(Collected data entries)
■ ■ ■ ■ ■

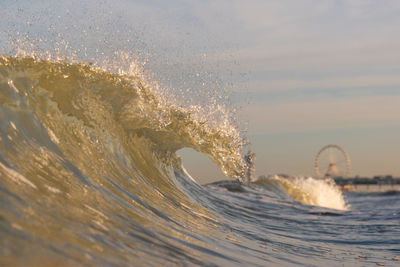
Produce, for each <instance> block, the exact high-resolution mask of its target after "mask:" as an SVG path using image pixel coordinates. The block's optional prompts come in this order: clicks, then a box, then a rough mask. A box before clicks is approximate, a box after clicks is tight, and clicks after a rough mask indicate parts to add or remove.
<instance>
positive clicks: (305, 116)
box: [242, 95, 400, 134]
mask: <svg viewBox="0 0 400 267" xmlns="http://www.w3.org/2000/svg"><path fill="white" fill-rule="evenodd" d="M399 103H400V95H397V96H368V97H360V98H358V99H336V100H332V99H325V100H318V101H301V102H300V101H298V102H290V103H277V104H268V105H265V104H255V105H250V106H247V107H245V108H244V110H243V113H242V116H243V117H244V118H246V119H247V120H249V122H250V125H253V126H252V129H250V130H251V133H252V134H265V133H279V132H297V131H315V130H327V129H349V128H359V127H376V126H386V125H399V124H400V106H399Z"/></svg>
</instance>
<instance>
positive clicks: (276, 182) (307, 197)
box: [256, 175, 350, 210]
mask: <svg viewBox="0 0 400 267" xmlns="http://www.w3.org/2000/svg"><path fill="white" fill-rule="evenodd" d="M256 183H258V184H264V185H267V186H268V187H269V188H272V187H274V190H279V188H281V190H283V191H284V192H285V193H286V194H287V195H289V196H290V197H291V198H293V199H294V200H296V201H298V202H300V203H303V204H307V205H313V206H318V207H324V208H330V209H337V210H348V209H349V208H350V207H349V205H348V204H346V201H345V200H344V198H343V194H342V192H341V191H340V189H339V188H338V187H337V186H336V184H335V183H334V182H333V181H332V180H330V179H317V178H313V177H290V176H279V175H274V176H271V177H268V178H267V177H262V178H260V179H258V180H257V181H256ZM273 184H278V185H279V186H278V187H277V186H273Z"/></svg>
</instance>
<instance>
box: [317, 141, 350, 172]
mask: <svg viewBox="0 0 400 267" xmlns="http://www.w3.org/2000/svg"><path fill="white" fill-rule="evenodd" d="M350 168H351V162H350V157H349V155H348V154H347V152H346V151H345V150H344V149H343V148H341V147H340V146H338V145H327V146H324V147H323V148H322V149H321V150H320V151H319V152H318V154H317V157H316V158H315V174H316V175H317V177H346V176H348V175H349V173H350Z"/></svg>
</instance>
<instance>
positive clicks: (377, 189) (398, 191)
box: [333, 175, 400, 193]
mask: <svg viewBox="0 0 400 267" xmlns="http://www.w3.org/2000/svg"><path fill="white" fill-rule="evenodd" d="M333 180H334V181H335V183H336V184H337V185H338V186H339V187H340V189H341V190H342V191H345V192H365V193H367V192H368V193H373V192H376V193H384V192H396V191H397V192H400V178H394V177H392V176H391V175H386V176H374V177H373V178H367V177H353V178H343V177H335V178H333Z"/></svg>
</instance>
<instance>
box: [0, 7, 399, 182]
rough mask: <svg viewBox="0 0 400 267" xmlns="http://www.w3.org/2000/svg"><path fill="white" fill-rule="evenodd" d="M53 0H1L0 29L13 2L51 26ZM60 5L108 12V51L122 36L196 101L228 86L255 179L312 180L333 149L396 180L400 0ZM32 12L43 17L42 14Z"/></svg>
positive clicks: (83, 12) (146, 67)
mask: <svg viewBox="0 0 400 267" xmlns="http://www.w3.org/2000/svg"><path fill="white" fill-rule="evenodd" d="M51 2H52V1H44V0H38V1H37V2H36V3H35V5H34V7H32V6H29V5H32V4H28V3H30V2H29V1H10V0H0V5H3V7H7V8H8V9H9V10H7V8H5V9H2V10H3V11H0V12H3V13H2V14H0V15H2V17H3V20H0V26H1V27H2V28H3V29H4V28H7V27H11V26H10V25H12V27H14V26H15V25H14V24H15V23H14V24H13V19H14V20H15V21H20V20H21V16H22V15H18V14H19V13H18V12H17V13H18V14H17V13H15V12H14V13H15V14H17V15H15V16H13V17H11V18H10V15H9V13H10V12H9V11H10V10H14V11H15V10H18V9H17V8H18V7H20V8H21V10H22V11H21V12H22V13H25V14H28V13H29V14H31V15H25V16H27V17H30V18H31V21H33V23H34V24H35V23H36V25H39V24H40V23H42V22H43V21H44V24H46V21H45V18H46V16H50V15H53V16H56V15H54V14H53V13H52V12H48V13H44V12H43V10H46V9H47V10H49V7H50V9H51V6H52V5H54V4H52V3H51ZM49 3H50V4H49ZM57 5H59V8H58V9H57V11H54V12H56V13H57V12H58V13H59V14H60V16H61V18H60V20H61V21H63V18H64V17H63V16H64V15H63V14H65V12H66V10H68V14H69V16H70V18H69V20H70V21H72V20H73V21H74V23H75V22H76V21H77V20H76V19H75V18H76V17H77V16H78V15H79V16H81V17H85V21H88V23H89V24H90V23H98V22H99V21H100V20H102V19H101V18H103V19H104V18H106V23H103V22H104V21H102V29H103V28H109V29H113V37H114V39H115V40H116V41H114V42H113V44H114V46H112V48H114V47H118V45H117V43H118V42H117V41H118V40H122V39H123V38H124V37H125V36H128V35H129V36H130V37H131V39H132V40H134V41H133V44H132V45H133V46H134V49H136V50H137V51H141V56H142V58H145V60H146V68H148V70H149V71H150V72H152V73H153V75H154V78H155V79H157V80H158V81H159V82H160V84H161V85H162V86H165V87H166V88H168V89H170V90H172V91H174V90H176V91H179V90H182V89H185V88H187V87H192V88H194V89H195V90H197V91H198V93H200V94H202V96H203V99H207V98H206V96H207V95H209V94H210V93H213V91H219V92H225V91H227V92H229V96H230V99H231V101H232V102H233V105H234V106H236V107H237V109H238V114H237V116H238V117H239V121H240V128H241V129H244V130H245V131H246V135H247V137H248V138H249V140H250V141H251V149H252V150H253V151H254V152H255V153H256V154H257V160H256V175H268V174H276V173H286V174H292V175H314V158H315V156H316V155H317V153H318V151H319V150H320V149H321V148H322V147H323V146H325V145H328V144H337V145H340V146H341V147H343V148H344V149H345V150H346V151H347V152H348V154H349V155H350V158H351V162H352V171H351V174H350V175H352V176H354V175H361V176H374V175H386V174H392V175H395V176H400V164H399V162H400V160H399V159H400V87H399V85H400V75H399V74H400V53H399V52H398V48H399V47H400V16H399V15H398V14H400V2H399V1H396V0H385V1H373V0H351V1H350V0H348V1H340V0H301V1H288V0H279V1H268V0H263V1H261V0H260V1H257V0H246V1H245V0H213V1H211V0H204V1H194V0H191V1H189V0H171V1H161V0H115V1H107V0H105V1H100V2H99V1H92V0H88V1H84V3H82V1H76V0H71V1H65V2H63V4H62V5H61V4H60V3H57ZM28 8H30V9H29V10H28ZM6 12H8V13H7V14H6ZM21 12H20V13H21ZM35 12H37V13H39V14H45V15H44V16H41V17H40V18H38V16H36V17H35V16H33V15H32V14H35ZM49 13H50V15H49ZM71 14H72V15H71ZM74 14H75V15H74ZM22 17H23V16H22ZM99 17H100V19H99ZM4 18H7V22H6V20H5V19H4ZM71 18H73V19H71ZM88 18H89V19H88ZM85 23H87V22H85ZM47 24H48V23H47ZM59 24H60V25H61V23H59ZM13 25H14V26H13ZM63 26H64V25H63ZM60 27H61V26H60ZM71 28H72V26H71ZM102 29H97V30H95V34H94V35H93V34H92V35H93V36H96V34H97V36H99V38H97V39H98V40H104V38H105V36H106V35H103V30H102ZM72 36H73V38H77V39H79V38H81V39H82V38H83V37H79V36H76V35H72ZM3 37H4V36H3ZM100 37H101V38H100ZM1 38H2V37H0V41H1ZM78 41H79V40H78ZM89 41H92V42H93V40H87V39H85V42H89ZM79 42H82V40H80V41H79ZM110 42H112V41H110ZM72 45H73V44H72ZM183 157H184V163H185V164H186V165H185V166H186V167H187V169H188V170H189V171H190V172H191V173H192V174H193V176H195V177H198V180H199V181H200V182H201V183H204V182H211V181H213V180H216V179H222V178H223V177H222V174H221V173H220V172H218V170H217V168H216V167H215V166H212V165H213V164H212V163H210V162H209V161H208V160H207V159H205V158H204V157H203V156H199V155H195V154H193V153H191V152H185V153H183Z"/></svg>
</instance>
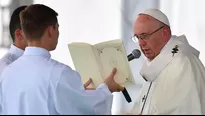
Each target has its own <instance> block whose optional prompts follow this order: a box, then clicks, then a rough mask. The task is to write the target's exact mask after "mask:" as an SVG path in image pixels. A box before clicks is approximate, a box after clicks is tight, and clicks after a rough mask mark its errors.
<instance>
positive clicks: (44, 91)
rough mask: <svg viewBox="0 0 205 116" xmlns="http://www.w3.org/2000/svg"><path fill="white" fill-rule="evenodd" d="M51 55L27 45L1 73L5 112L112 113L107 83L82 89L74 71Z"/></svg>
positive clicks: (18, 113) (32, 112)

■ ■ ■ ■ ■

» **Aim of the task**:
Take every line from the records above that has the word "order" and copy it.

» **Solution**:
Produce, for each <instance> block, the exact high-resolution mask of its target after "mask:" as an SVG path using image pixel coordinates. The block's optional prompts come in this order: clicks, then a box, then a rough mask. A box before clicks is approximate, a box after clicks is tight, and clicks after a rough mask indicate parts to add or remove.
Each target has its own <instance> block whose optional prompts follow this order: a box, then clicks, then a rough mask. The task is to write the target's exact mask after "mask:" as an SVG path in image pixels. A box before clicks is approximate, a box after clicks is tight, and clicks after a rough mask mark its errors.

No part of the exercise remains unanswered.